# Task requirements
Work out how many lines below hold the string "yellow" and state only that figure.

# Material shown

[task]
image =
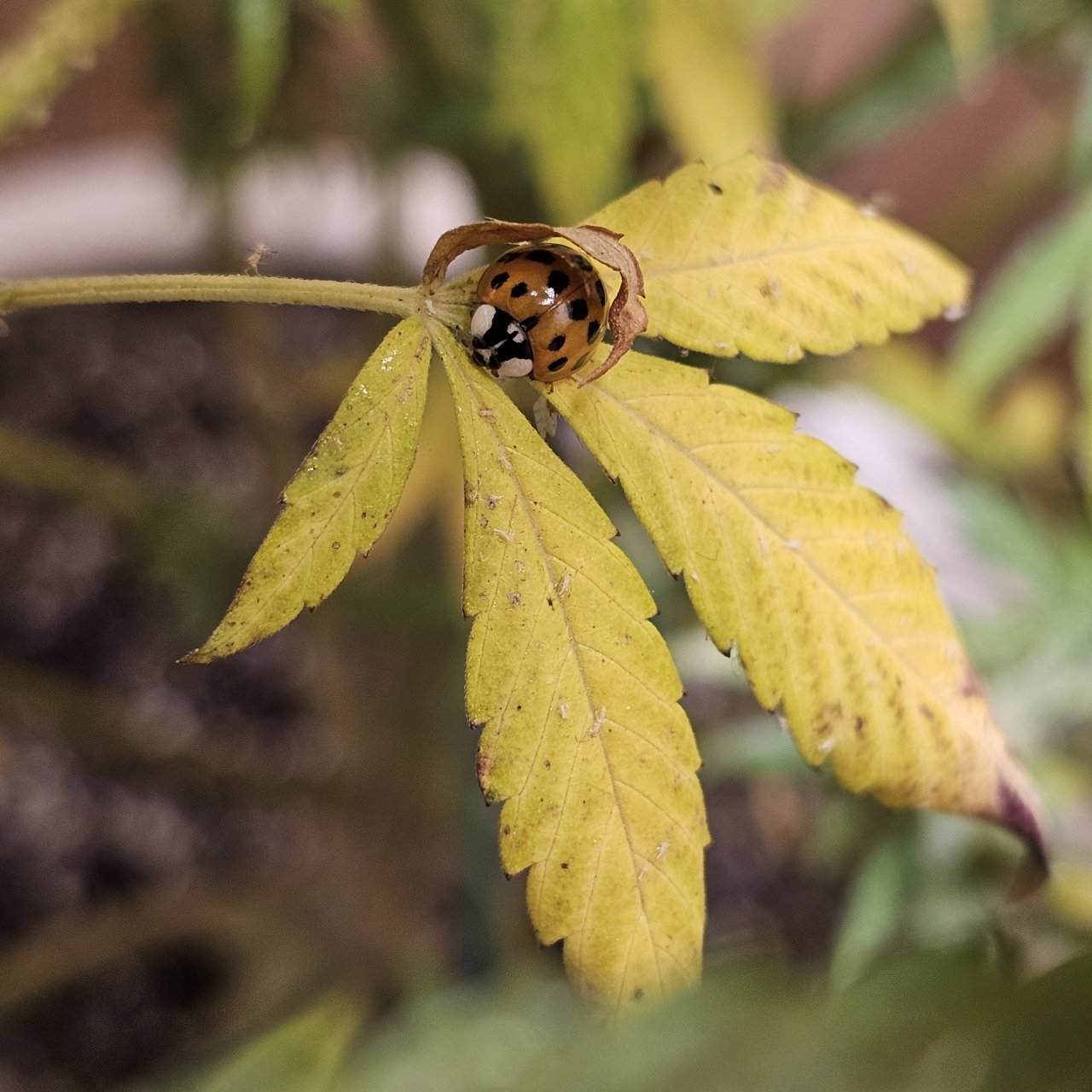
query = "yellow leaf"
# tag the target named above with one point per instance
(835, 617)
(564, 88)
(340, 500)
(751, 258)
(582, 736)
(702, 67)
--
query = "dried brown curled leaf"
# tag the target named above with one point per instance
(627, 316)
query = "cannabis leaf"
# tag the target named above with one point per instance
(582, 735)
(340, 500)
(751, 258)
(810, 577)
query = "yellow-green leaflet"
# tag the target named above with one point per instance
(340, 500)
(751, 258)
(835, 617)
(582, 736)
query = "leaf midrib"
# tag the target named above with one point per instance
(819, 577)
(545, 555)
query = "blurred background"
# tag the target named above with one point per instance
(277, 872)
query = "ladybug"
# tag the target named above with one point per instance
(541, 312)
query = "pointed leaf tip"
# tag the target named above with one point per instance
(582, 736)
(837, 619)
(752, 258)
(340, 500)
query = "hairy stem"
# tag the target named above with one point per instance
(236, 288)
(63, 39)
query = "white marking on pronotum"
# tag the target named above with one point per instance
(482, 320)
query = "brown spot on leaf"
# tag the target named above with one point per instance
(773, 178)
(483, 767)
* * *
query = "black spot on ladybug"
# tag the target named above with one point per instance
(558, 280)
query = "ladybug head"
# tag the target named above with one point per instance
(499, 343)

# Result
2